The important thing is always to
speak as if everything had to be transcribed.
That way one can sense how unfree we really are.
J.M.G. Le Clézio, Le procès-verbal (1963)
A slight
headache, burning eyes, tingling feet. 4:20 a.m., August 15, 2025.
I sit in my
seat and glance to my left. Iran, Iraq, Ireland, Israel.
Then to my
right. Jamaica, Japan, Jordan, Kazakhstan.
Composed
delegates, noisy delegates, bewildered delegates. To the left and to the right,
four countries could not be more different. The Israeli deputies haven’t shown
up. Sometimes, when my own seat was occupied by compatriots, I confess I sat
there, in Tel Aviv’s chair, just to rest my laptop. Each time, the Iranian
delegate would stare at me: I must admit I prefer being stared at by other
countries.
How did I
end up here? I ask myself, closing my eyes for a moment. But it’s 4:20 a.m.
and that moment stretches out, spreads across my consciousness, and carries me
elsewhere.
Images,
sensations, smells flash before me.
First of all
something seemingly intangible: heat. The flat heat of an endless August, an
invisible ceiling pressing down on our heads. I walk along the tram line,
weighed down by the melancholy of the recent sessions — South Korea cold and
rainy, with its sea that felt somehow black, hostile, ready to swallow us all —
that same melancholy seems to pollute this one too. Will this really be the
last? I think, sheltering from the heat under a gigantic broken chair, in
front of a gate and a pompous avenue. Could this be the tragic, real end of the
plastic negotiations? A group shouts for Ocalan’s freedom, a man denounces the
Afghan Taliban: desperate, useless cries, etched in memory like a stain on the
back of the eye.
################
WRITTEN PROBLEM 1: Count the lines of the records that contain the string "protective", treating uppercase and lowercase as different, and give only that number.
The passage and the records have no connection to each other.

[Object pointing dataset rows]
################
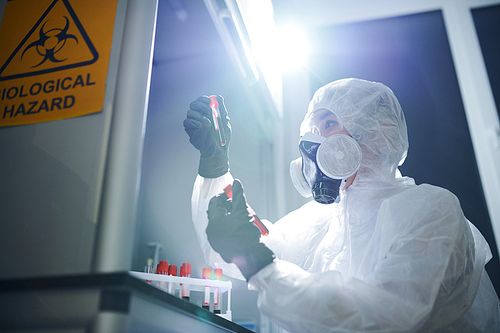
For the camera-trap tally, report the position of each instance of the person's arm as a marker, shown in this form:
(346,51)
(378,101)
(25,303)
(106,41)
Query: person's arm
(416,239)
(204,189)
(213,171)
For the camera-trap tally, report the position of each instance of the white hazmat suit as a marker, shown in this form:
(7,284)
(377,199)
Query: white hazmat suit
(391,256)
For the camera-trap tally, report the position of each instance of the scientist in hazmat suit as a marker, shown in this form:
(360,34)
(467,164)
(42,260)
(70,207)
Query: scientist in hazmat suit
(373,252)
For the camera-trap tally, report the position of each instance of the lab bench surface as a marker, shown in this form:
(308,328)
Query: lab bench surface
(96,303)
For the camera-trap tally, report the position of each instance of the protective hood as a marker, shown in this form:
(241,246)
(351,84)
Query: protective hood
(371,113)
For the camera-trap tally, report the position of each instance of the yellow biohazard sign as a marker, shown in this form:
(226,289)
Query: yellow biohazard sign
(54,57)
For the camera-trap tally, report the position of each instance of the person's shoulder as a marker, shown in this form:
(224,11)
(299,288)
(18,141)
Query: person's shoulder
(426,194)
(424,204)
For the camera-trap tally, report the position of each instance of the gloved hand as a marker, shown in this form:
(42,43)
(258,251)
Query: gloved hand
(214,159)
(233,236)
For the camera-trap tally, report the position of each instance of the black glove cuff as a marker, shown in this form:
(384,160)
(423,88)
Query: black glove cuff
(213,166)
(256,258)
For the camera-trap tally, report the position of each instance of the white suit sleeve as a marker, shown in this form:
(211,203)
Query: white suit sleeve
(418,255)
(205,189)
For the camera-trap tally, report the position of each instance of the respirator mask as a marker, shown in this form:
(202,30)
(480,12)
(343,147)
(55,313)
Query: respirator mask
(325,165)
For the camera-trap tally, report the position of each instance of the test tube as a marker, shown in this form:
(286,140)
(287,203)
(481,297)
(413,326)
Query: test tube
(162,269)
(207,274)
(149,268)
(256,220)
(172,271)
(186,272)
(217,305)
(214,105)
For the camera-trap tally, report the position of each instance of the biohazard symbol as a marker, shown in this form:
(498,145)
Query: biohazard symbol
(56,42)
(50,42)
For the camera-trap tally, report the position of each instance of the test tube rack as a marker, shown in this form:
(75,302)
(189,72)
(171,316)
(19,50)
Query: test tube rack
(197,285)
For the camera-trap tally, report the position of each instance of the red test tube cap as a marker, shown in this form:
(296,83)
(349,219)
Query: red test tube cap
(172,270)
(187,268)
(162,267)
(207,273)
(218,273)
(229,191)
(214,103)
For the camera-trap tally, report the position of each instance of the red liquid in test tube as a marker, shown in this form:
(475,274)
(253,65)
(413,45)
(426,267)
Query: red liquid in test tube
(162,269)
(256,221)
(218,276)
(185,272)
(207,274)
(172,270)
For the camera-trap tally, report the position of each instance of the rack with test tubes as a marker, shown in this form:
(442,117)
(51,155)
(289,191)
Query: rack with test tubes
(166,279)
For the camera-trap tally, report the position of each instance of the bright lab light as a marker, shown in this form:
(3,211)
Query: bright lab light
(292,47)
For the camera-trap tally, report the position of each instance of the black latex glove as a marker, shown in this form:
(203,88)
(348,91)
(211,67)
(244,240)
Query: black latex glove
(214,159)
(233,236)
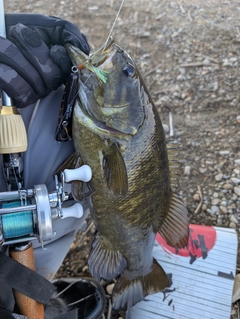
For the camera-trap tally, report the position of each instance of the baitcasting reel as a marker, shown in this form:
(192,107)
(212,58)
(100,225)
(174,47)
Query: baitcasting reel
(27,214)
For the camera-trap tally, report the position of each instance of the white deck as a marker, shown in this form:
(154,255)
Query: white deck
(200,290)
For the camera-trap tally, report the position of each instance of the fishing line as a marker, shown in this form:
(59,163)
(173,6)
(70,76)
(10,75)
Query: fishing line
(114,23)
(104,46)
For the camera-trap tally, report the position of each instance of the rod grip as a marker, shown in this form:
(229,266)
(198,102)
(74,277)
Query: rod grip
(25,305)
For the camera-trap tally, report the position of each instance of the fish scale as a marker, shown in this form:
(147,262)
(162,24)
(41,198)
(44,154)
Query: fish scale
(117,131)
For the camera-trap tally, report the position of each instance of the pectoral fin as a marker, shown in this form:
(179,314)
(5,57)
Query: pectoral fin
(174,228)
(104,261)
(115,171)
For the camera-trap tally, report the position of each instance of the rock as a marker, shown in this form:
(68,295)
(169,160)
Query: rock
(233,219)
(215,201)
(232,225)
(223,203)
(227,186)
(237,190)
(187,170)
(202,170)
(237,162)
(235,180)
(196,197)
(218,177)
(214,210)
(223,209)
(109,288)
(166,128)
(236,171)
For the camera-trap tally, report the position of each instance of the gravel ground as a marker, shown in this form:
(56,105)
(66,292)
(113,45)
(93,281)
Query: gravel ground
(188,53)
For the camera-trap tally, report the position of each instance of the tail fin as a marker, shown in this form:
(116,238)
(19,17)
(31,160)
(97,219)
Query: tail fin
(131,289)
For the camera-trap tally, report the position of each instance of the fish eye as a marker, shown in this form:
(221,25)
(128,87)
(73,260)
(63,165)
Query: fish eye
(129,70)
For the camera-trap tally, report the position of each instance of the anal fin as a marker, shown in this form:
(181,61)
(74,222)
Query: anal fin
(103,261)
(129,290)
(175,226)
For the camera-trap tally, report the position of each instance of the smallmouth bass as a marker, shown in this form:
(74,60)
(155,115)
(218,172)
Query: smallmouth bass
(117,131)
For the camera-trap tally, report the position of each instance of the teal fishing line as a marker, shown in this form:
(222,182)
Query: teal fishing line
(16,224)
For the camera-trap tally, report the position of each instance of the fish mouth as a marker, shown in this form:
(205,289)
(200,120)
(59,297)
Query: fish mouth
(96,126)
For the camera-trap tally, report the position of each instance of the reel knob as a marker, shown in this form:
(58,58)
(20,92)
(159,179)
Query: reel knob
(75,211)
(83,173)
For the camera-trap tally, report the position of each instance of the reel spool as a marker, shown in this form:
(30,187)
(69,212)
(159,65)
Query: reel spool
(27,214)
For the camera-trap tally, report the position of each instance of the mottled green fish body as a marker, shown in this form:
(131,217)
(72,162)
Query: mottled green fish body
(118,133)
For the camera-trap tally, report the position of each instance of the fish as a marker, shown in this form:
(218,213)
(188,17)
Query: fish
(117,131)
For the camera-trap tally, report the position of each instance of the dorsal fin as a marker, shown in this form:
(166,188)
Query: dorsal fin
(174,228)
(174,165)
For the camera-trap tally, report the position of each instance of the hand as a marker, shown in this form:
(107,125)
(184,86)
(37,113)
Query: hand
(33,60)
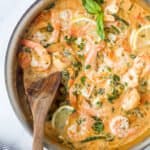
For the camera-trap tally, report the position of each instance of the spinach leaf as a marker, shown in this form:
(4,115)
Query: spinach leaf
(94,8)
(91,6)
(100,1)
(100,25)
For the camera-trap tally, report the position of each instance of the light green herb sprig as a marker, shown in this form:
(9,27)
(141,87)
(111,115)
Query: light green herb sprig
(93,7)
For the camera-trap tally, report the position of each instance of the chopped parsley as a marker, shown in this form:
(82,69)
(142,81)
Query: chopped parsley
(116,88)
(121,20)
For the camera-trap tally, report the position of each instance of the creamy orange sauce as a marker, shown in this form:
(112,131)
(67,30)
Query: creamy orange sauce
(106,81)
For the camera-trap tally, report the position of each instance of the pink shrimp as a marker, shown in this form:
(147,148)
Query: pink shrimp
(79,127)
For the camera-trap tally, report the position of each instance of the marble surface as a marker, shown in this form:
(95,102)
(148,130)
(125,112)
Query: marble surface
(11,131)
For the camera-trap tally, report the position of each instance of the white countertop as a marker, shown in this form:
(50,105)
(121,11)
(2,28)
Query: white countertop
(11,131)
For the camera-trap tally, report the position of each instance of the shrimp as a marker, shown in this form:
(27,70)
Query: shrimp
(78,127)
(119,127)
(24,59)
(131,100)
(41,60)
(140,68)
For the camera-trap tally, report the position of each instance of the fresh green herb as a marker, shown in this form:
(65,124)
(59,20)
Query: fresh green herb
(100,25)
(91,6)
(98,125)
(115,29)
(100,1)
(121,20)
(27,50)
(50,28)
(70,40)
(101,91)
(83,79)
(132,56)
(148,18)
(92,138)
(94,8)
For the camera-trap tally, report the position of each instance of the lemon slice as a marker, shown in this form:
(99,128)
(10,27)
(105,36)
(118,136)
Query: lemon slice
(60,116)
(84,23)
(141,38)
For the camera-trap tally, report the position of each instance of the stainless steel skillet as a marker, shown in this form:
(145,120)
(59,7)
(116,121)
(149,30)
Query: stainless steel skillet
(13,75)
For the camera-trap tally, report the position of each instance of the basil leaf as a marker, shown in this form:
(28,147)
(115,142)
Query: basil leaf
(91,6)
(100,1)
(100,25)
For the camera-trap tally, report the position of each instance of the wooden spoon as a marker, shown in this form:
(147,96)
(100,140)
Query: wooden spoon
(41,94)
(144,3)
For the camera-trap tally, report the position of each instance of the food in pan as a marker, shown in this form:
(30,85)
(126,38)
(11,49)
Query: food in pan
(102,48)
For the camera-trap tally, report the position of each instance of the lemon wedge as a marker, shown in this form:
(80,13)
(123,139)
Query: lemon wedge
(60,117)
(141,38)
################
WRITTEN PROBLEM 2: According to the passage, which four countries does the narrator see on the right?

EXERCISE RESULT 1: 2

EXERCISE RESULT 2: Jamaica, Japan, Jordan, and Kazakhstan.